- _Dataset_
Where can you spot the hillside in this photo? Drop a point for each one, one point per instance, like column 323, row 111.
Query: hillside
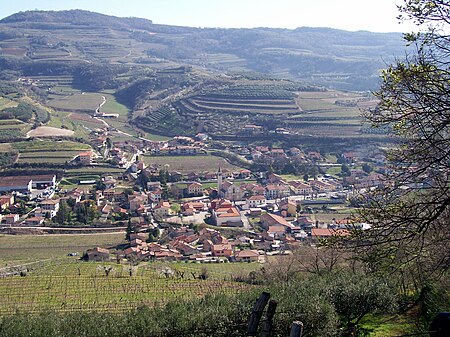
column 169, row 80
column 322, row 56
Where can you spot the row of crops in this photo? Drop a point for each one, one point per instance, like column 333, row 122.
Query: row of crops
column 80, row 286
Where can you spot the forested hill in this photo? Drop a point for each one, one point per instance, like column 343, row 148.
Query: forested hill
column 322, row 56
column 76, row 17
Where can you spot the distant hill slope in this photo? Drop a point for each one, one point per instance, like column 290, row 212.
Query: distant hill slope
column 321, row 56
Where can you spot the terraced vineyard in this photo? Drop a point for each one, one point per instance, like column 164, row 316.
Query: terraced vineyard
column 69, row 285
column 270, row 104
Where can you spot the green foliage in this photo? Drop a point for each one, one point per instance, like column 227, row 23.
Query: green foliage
column 355, row 295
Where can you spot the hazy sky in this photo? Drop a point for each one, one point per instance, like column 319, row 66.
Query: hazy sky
column 371, row 15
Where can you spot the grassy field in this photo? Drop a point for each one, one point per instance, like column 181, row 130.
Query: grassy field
column 37, row 152
column 77, row 101
column 7, row 103
column 19, row 249
column 68, row 284
column 190, row 163
column 47, row 157
column 32, row 146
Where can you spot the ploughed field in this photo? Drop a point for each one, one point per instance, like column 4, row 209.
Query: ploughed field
column 70, row 285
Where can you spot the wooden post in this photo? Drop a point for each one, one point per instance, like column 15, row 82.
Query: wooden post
column 256, row 314
column 296, row 329
column 268, row 321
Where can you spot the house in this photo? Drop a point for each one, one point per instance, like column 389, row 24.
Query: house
column 244, row 173
column 85, row 158
column 256, row 201
column 137, row 200
column 16, row 183
column 275, row 191
column 50, row 205
column 189, row 208
column 97, row 254
column 247, row 255
column 326, row 233
column 276, row 231
column 220, row 203
column 230, row 191
column 322, row 186
column 10, row 218
column 227, row 217
column 43, row 181
column 195, row 189
column 269, row 219
column 155, row 195
column 315, row 156
column 277, row 153
column 183, row 247
column 305, row 222
column 162, row 209
column 140, row 236
column 275, row 179
column 6, row 201
column 224, row 250
column 288, row 207
column 252, row 129
column 300, row 188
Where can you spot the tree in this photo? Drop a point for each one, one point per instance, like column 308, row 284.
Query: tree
column 409, row 216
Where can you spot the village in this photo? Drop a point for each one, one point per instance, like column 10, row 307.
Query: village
column 223, row 215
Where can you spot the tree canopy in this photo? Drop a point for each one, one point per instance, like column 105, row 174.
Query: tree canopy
column 410, row 215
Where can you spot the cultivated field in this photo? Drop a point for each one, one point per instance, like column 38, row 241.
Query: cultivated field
column 20, row 249
column 48, row 131
column 54, row 152
column 77, row 102
column 70, row 285
column 189, row 163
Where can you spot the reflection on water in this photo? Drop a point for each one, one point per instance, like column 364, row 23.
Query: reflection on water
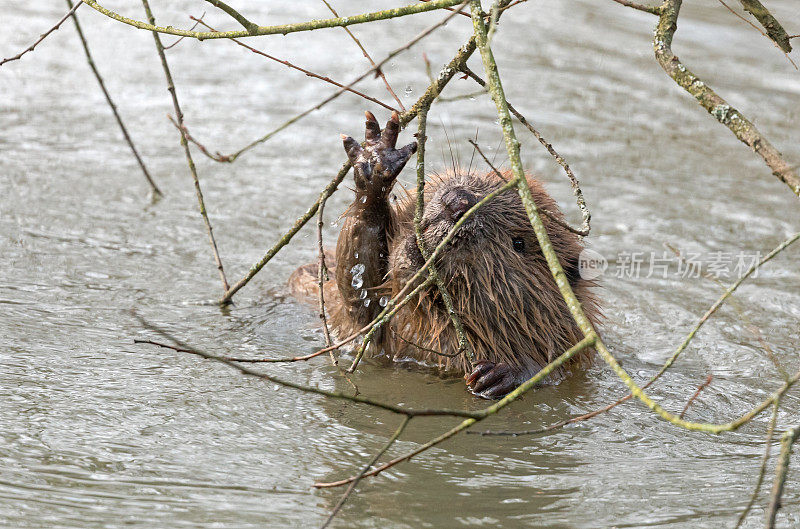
column 98, row 432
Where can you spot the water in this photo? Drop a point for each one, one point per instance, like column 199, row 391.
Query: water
column 99, row 432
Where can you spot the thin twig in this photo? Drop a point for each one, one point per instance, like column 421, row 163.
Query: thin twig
column 179, row 39
column 781, row 469
column 740, row 17
column 322, row 276
column 553, row 262
column 741, row 127
column 110, row 101
column 463, row 343
column 372, row 461
column 773, row 28
column 339, row 92
column 763, row 470
column 748, row 324
column 367, row 56
column 714, row 307
column 309, row 73
column 185, row 144
column 486, row 412
column 282, row 29
column 654, row 10
column 384, row 316
column 552, row 216
column 310, row 389
column 42, row 36
column 576, row 188
column 238, row 17
column 433, row 90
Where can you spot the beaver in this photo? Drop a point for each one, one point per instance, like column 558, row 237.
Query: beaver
column 512, row 312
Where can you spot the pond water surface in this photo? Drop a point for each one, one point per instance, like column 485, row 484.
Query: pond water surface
column 98, row 432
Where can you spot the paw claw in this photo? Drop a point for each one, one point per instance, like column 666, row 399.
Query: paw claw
column 378, row 163
column 491, row 380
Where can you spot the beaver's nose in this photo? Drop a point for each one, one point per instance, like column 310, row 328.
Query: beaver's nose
column 457, row 201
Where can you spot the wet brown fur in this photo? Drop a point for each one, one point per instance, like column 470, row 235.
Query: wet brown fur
column 509, row 304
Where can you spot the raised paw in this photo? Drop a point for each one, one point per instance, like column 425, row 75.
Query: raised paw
column 490, row 380
column 377, row 164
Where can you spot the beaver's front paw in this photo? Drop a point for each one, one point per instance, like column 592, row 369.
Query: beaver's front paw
column 491, row 380
column 377, row 164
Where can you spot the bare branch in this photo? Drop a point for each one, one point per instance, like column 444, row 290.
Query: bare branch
column 280, row 29
column 110, row 101
column 367, row 56
column 42, row 36
column 741, row 127
column 185, row 144
column 771, row 25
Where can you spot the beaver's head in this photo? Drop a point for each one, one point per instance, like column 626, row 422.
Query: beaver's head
column 497, row 238
column 493, row 267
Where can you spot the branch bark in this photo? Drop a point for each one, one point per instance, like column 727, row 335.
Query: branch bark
column 741, row 127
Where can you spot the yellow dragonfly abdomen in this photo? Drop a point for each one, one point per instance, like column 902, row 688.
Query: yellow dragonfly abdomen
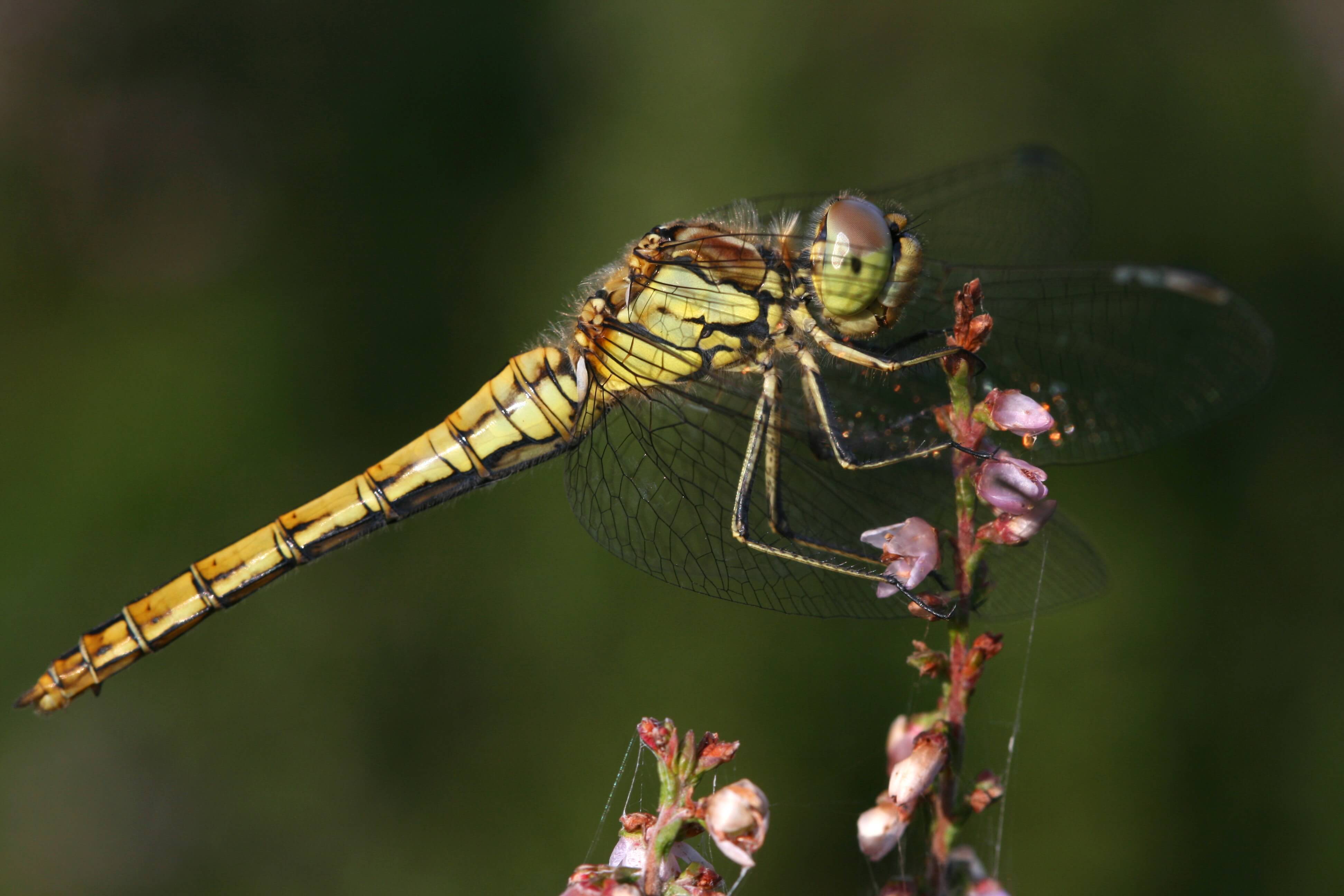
column 521, row 417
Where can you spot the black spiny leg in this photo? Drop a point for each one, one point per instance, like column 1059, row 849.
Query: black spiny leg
column 761, row 424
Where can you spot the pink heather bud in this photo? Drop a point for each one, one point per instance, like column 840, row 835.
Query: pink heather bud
column 881, row 829
column 911, row 550
column 912, row 776
column 1017, row 413
column 1010, row 485
column 901, row 739
column 597, row 880
column 631, row 852
column 737, row 819
column 1015, row 530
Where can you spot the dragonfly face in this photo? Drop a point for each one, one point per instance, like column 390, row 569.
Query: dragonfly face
column 737, row 402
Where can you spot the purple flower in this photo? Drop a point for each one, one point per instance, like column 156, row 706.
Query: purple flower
column 911, row 550
column 737, row 819
column 1017, row 413
column 901, row 739
column 1010, row 485
column 881, row 828
column 1015, row 530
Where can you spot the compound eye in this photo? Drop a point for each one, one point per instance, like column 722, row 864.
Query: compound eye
column 851, row 257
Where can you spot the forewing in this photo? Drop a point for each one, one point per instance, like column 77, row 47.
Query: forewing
column 1126, row 356
column 655, row 483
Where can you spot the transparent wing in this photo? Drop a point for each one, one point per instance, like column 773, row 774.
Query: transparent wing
column 1126, row 356
column 1027, row 206
column 655, row 484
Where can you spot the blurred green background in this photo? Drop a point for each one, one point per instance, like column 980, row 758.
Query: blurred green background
column 248, row 249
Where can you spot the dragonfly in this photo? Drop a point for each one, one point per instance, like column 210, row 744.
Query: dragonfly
column 741, row 394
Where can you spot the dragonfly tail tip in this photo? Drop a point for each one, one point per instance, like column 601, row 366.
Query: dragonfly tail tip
column 29, row 698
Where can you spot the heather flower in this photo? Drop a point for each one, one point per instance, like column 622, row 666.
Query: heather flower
column 1017, row 413
column 882, row 827
column 631, row 852
column 1010, row 485
column 911, row 550
column 1015, row 530
column 912, row 776
column 737, row 819
column 901, row 739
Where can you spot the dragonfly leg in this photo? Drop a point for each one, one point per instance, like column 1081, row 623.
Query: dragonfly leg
column 763, row 422
column 815, row 389
column 803, row 319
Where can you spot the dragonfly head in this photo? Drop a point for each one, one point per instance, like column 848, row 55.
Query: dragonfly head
column 864, row 265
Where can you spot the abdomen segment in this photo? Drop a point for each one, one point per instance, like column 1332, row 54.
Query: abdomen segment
column 523, row 416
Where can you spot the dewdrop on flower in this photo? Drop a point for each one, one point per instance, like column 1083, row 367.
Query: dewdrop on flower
column 1011, row 412
column 1010, row 485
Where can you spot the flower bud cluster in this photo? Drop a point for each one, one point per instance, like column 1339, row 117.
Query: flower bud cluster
column 652, row 853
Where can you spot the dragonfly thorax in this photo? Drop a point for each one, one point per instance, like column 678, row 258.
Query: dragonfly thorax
column 691, row 299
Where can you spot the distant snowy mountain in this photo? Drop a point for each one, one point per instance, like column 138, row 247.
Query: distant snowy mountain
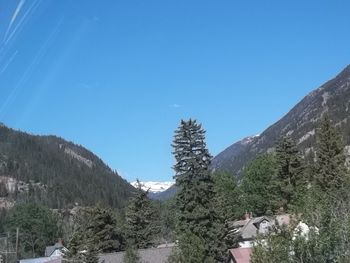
column 154, row 187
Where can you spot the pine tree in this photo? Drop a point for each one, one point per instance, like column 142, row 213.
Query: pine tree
column 96, row 231
column 256, row 185
column 131, row 255
column 289, row 180
column 197, row 213
column 330, row 170
column 141, row 227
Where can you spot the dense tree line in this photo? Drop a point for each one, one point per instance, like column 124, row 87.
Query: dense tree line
column 323, row 205
column 314, row 191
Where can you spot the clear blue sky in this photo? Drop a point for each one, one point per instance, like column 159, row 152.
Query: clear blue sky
column 118, row 76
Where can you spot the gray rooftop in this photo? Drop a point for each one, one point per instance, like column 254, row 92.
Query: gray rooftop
column 151, row 255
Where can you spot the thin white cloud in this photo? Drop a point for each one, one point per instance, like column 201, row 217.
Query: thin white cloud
column 2, row 70
column 175, row 105
column 14, row 16
column 22, row 21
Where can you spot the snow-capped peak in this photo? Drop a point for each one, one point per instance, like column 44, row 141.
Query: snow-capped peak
column 154, row 187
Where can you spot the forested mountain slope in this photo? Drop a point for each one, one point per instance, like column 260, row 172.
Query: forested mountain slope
column 300, row 123
column 56, row 172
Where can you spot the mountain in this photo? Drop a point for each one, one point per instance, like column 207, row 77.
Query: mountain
column 154, row 187
column 165, row 195
column 300, row 123
column 56, row 172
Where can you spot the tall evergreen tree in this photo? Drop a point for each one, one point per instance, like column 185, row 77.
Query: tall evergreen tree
column 330, row 170
column 197, row 215
column 96, row 231
column 256, row 185
column 141, row 226
column 289, row 179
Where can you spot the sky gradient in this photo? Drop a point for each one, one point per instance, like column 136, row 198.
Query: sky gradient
column 118, row 76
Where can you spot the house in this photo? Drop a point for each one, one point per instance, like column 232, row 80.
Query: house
column 150, row 255
column 56, row 250
column 239, row 255
column 246, row 231
column 53, row 254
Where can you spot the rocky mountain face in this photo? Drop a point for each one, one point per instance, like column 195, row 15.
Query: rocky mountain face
column 55, row 172
column 300, row 123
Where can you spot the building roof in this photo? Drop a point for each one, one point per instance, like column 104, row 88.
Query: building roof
column 248, row 229
column 50, row 249
column 41, row 260
column 241, row 255
column 151, row 255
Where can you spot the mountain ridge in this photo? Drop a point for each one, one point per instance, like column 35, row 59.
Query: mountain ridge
column 59, row 173
column 300, row 123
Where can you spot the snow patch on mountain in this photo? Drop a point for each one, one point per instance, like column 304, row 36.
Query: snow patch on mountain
column 154, row 187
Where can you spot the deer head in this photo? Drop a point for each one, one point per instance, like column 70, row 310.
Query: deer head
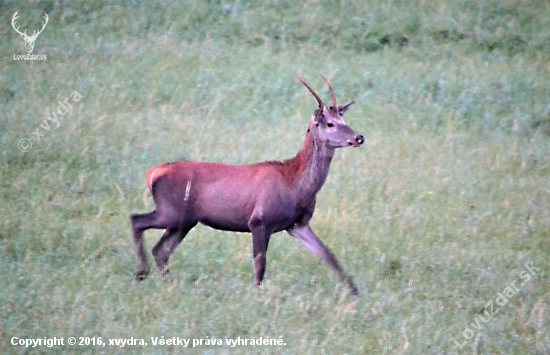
column 29, row 40
column 327, row 121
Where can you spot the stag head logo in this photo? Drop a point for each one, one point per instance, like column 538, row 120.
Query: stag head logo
column 29, row 40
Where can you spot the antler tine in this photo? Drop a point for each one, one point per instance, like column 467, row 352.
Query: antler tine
column 331, row 91
column 310, row 90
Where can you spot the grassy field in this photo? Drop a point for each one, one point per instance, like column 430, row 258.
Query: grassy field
column 442, row 218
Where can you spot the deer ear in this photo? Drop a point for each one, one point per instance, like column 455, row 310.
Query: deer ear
column 317, row 116
column 343, row 109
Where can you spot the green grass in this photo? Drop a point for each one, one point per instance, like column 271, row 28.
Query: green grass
column 434, row 216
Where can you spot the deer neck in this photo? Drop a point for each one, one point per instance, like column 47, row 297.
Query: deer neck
column 312, row 165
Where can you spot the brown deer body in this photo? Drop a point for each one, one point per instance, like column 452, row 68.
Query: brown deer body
column 262, row 198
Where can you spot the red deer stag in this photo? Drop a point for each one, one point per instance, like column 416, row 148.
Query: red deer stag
column 262, row 198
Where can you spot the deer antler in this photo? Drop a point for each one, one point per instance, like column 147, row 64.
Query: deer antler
column 43, row 27
column 311, row 90
column 24, row 35
column 331, row 91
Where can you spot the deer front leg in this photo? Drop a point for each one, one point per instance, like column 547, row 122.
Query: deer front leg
column 305, row 235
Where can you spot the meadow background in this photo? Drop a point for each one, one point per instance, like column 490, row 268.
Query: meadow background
column 434, row 216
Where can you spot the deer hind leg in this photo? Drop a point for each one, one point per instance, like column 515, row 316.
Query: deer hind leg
column 169, row 241
column 260, row 242
column 140, row 223
column 305, row 235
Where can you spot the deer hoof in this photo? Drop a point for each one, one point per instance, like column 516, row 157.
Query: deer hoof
column 141, row 275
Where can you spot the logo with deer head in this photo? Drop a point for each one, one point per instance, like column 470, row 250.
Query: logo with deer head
column 29, row 40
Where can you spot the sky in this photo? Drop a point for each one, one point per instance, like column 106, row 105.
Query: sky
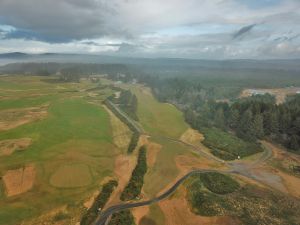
column 205, row 29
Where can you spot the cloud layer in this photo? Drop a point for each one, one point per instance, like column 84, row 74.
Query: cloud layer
column 153, row 28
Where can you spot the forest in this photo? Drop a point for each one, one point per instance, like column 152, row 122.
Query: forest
column 251, row 119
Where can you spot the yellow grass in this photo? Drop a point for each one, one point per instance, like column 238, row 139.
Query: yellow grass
column 7, row 147
column 19, row 181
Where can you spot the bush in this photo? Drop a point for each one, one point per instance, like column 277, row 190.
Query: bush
column 227, row 146
column 92, row 213
column 124, row 217
column 135, row 184
column 133, row 142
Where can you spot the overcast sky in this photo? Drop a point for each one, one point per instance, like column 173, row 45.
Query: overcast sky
column 208, row 29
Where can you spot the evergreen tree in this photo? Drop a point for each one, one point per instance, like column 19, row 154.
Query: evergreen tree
column 219, row 118
column 258, row 126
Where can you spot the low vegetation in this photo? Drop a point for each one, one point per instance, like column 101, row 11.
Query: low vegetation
column 133, row 142
column 134, row 187
column 127, row 102
column 136, row 134
column 100, row 201
column 219, row 183
column 124, row 217
column 250, row 204
column 227, row 146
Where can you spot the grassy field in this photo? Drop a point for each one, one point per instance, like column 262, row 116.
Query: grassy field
column 72, row 148
column 227, row 146
column 158, row 118
column 250, row 204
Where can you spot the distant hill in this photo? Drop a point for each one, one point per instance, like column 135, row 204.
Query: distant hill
column 152, row 64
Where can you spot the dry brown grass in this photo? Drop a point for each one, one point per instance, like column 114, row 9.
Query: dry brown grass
column 13, row 118
column 7, row 147
column 177, row 212
column 139, row 213
column 19, row 181
column 192, row 136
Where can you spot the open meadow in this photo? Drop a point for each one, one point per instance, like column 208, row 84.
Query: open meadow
column 56, row 147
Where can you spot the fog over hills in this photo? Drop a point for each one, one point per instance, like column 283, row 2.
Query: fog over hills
column 167, row 63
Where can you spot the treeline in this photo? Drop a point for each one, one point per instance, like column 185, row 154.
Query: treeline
column 115, row 71
column 136, row 133
column 127, row 101
column 100, row 201
column 135, row 184
column 252, row 118
column 123, row 217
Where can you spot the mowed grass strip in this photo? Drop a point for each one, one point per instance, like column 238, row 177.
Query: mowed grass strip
column 158, row 118
column 74, row 131
column 71, row 176
column 227, row 146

- _Task to complete_
Begin at the line that has "Where can you spot the snow-capped" in the entries above; stop after the line that has "Where can you spot the forested mountain". Transcribe exactly those lines and no others.

- _Solution to this task_
Where can you spot the snow-capped peak in this photo? Drop a point for each one, one point per instance, like column 44, row 141.
Query: snow-capped peak
column 154, row 187
Where can you spot the forested mountain slope in this photo? Drop a point for each one, one point per instance, like column 260, row 172.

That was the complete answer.